- _Exercise requirements_
Only the records, repeated exactly, should make up the response.

- _Supplied information_
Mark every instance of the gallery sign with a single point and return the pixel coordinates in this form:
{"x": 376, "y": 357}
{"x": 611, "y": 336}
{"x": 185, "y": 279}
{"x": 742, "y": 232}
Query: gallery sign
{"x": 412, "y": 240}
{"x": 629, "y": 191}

- _Output_
Mark every instance of the gallery sign with a single point and return the pixel coordinates in this form:
{"x": 376, "y": 357}
{"x": 611, "y": 336}
{"x": 185, "y": 279}
{"x": 742, "y": 232}
Query: gallery sign
{"x": 412, "y": 240}
{"x": 629, "y": 191}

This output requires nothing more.